**Tugas A:** Apakah setiap pernyataan berikut sesuai dengan teks tentang John Rawls? Jawab ya atau tidak, lalu kutip kata-kata teks yang menentukannya. (i) Rawls meraih gelar Ph.D. dari Princeton University pada 1950. (ii) Rawls melanjutkan studi di Oxford melalui program Rhodes Scholarship. (iii) Konsepsi tentang kebebasan negatif dan kebebasan positif diperoleh Rawls dari pemikiran Hart.
**Tugas B:** Menurut teks tentang John Rawls, sampai tahun berapa Rawls mengajar di almamaternya?
**Tugas C:** Tuliskan lanjutan teks tentang John Rawls, dimulai setelah kalimat terakhirnya.

**Kutipan sumber:**
# # #

Setelah sukses mempertahankan disertasi doktoralnya yang berjudul “A Study in the Grounds of Ethical Knowledge: Considered with Reference to Judgment on the Moral Worth of Character”, John Rawls akhirnya menyandang gelar Doctor of Philosophy(Ph.D.) dari Princeton University pada 1950. John Rawls kemudian dipercaya untuk mengajar pada almamaternya hingga 1952, sebelum akhirnya melanjutkan studi di Oxford University, Inggris, melalui program Fulbright Fellowship. Di Universitas inilah dirinya sangat dipengaruhi oleh pemikiran-pemikiran tentang teori kebebasan di bidang hukum dan filsafat politik, seperti yang dikemukakan oleh Herbert Lionel Adolphus (H.L.A.) Hart dan Isaiah Berlin. Apabila John Rawls mencoba untuk mengkaji konsepsi mengenai praktik-praktik sosial (social practices) yang dikenalkan oleh Hart guna mengeksplorasi kelemahan utilitarianisme, maka konsepsi mengenai persandingan antara kebebasan negatif (negative liberty) dan kebebasan positif (positive liberty) diperolehnya dari pemikiran Berlin.

# # #

**Bahan yang diberikan:**
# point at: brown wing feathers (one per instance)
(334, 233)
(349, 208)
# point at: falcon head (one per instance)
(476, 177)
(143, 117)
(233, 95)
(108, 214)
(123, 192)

# # #

**Jawaban A:**
(i) Ya: "menyandang gelar Doctor of Philosophy(Ph.D.) dari Princeton University pada 1950"
(ii) Tidak: "melalui program Fulbright Fellowship"
(iii) Tidak: "konsepsi mengenai persandingan antara kebebasan negatif (negative liberty) dan kebebasan positif (positive liberty) diperolehnya dari pemikiran Berlin"

**Jawaban B:** Hingga 1952.

**Jawaban C:**
Sekembalinya ke Amerika Serikat, John Rawls melanjutkan karir akademiknya di Cornell University dan secara bertahap dirinya diangkat sebagai Guru Besar Penuh pada 1962. Tidak lama kemudian, Rawls juga memperoleh kesempatan untuk mengajar dan menjadi Guru Besar di Massachusetts Institute of Technology (MIT). Dua tahun setelahnya, John Rawls memilih pindah untuk mengajar secara penuh di Harvard University, tempat dimana dirinya mengabdi hingga akhir hayat.

Selama masa hidupnya, John Rawls sempat dipercaya untuk memegang beberapa jabatan penting. Di antaranya, yaitu Presiden American Association of Political and Legal Philisopher (1970-1972), Presiden the Eastern Division of the American Philosophical Association (1974), dan Professor Emeritus di James Bryant Conant University, Harvard (1979). Selain itu, dirinya juga terlibat aktif dalam the American Philosophical Society, the British Academy, dan the Norwergian Academy of Science.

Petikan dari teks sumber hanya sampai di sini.